Records of labeled points

((

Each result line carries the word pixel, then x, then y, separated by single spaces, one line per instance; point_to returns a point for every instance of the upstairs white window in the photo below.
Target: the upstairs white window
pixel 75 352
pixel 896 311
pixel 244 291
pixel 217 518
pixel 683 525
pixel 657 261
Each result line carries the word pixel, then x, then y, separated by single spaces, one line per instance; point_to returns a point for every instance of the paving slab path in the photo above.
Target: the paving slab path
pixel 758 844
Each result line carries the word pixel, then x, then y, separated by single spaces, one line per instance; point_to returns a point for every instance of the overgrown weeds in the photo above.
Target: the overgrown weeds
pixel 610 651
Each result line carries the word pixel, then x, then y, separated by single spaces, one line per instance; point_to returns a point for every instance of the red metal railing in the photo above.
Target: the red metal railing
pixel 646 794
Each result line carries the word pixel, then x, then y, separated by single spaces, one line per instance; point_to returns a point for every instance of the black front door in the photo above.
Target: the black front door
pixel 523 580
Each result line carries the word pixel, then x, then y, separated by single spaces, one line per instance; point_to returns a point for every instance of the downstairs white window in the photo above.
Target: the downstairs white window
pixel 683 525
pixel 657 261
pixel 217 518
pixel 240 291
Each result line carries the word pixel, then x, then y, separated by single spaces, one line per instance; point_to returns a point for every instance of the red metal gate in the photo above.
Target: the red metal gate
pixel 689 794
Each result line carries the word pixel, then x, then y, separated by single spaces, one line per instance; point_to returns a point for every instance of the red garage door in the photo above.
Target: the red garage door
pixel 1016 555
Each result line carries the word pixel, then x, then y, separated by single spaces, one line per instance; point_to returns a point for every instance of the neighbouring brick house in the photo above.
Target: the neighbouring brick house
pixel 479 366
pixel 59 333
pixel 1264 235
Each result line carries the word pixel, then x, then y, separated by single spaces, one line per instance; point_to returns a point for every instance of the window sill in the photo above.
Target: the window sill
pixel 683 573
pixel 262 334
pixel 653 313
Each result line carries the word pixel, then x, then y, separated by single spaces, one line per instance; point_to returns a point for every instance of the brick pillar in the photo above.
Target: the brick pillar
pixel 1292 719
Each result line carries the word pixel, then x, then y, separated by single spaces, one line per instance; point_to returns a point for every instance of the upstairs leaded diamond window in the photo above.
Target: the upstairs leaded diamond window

))

• **Directive**:
Reproduce verbatim the section of the lines above that begins with the line containing "gate in the photo above." and ends with the line containing "pixel 1264 235", including both of those lines.

• **Expected answer**:
Each result line carries the word pixel, then x, then y, separated by single spaces, one line per instance; point_to returns a point for every instance of the red metal gate in the photo above.
Target: the red metal gate
pixel 689 794
Each result line carries the word pixel, then x, then y, separated by single spaces, one line per instance; point_to returns a point for every instance of the red garage door in the photo above.
Target: the red garage door
pixel 1016 555
Each result line carries the word pixel, then x, then y, separated by single spaces, one line per instance; point_to returns a point for every instance of the neighbouring brick house in the photo above.
Target: the neighbouring brick house
pixel 479 366
pixel 59 333
pixel 1264 235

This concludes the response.